● **What is being asked**
Continue the passage below about the Full Court's treatment of patent claim 1, starting right after its final sentence.

● **Excerpted passage**
=== Section Start ===

Another point to worry at

In addition to rejecting the relevance of the kind of expert evidence led (on both sides) before the trial judge, the Full Court was also critical of what Professor Verspoor’s evidence did address.

For example, having set out [205] of the trial judge’s analysis, the Full Court considered that Professor Verspoor had not even addressed the relevant question of what was actually claimed in claim 1, but had instead based her opinions on what was disclosed in the body of the specification. Their Honours said at [95]:

It is apparent that his Honour was not at this point adverting to the method of the claim, which refers to an engagement engine but contains no integer requiring a ranking engine (only a ranking algorithm). Nor does the claim require that there be a tracking database or an objects database. Those features are present in the system architecture identified in figure 3 in the specification, but not in claim 1. Section 18(1)(a) of the Patents Act draws attention to whether the invention so far as claimed in any claim is a manner of manufacture. That is, while the claims must be read with reference to the body of the specification, the invention is defined by the claims. Professor Verspoor, and the primary judge, relied upon the technical problem and solution identified in the specification, and the primary judge did not address the important question of whether the technical solution was claimed.

This with respect appears potentially difficult. Claim 1 with its concatenation of integers is not exactly straightforward. On what basis, for example, do lawyers or other patent advisers conclude that the reference in the claim to a “ranking algorithm” means *and* is something different to a “ranking engine”. Integer 7 for example refers to the “engagement engine” implementing a ranking algorithm “*operable to dynamically rank the relevant offers based on*” various criteria. [Edit]

These may not be the same things. The point is, understanding the claim may well not be simply an exercise in grammar and syntax which a person skilled in the tools of the lawyer’s trade can carry out.

=== Section End ===

● **Record set**

=== Section Start ===

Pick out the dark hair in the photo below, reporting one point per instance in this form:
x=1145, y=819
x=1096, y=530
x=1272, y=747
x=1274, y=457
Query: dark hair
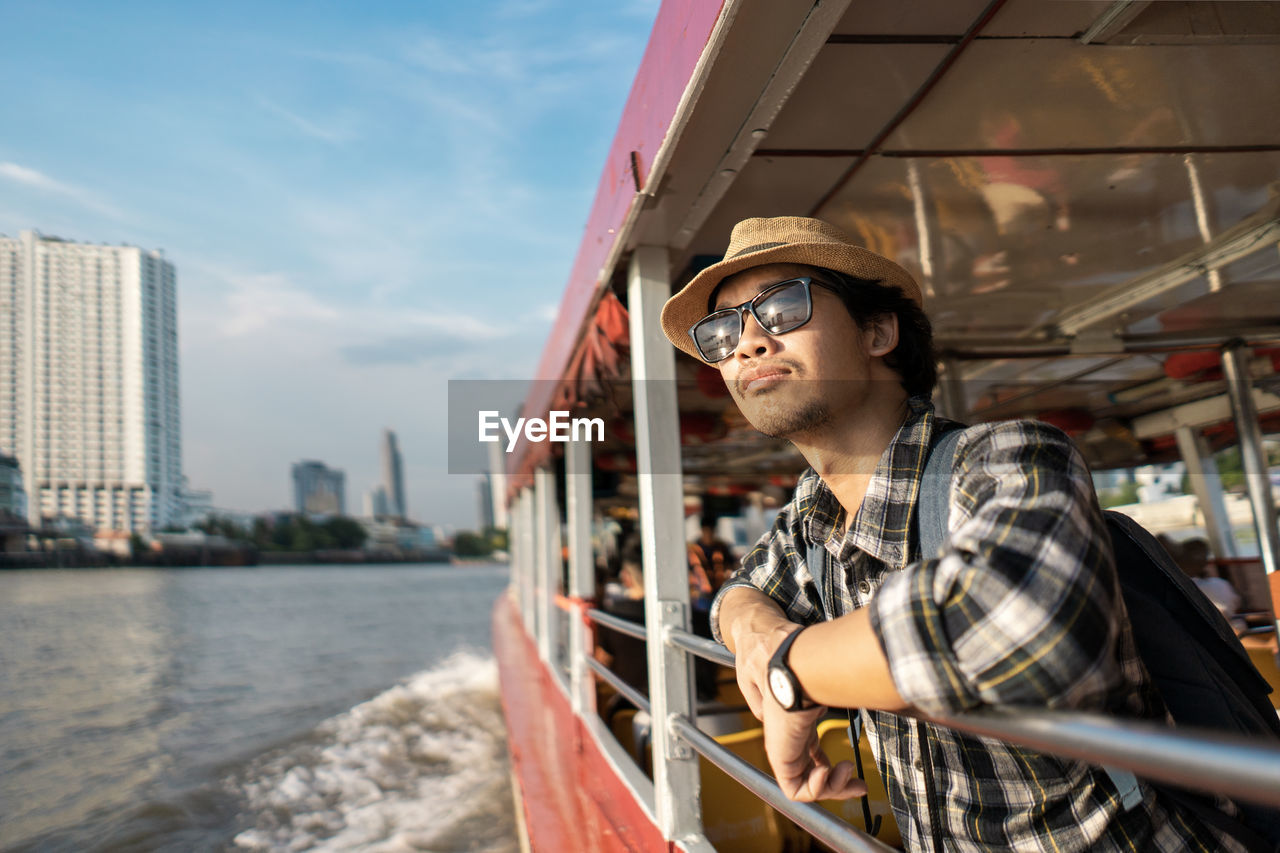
x=914, y=359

=== Section End ===

● **Task response**
More generally, one might wonder if the stipulation of those features in the claim, or a dependent claim, would have introduced sufficient detail into the claim to elevate the claim from unpatentable scheme to patentable manner of manufacture.

Some concluding comments

The clarification of the correct approach to determining whether a claim is to a manner of invention should be welcome. On the approach to this issue taken since at least Grant, however, it does mean that there is great scope for the Tribunal’s discretion to decide whether something should be patentable or not. That is of course inherent in the ‘proper question’.[6] For that reason, it could be argued that the NRDC Court sought to confine the inquiry – somewhat ironically undermined by Myriad – to a very limited examination of whether the claim was directed to “a mode or manner of achieving an end result which is an artificially created state of affairs of utility in the field of economic endeavour.”[7]

It is difficult with respect to see why, if a claim consisting entirely of a combination of known integers in some new and inventive way can be valid subject matter,[8] the same should not apply equally to a new and ingenious combination of computer technologies. It has long been recognised that there can be invention in the idea or concept or principle even where the means of carrying it into effect are themselves not new or inventive. [9]

The difficult path we are travelling down is evident in the previously unheard of volume of cases we now have about manner of manufacture issues, no doubt exacerbated by the innovation patent. The problems are not confined to Australia. Indeed, matters have reached the state in the United States where a claim to a garage-door-opener, devices which have been patentable subject matter for 150 years (to quote Patently-O) has been held unpatentable as an abstract idea.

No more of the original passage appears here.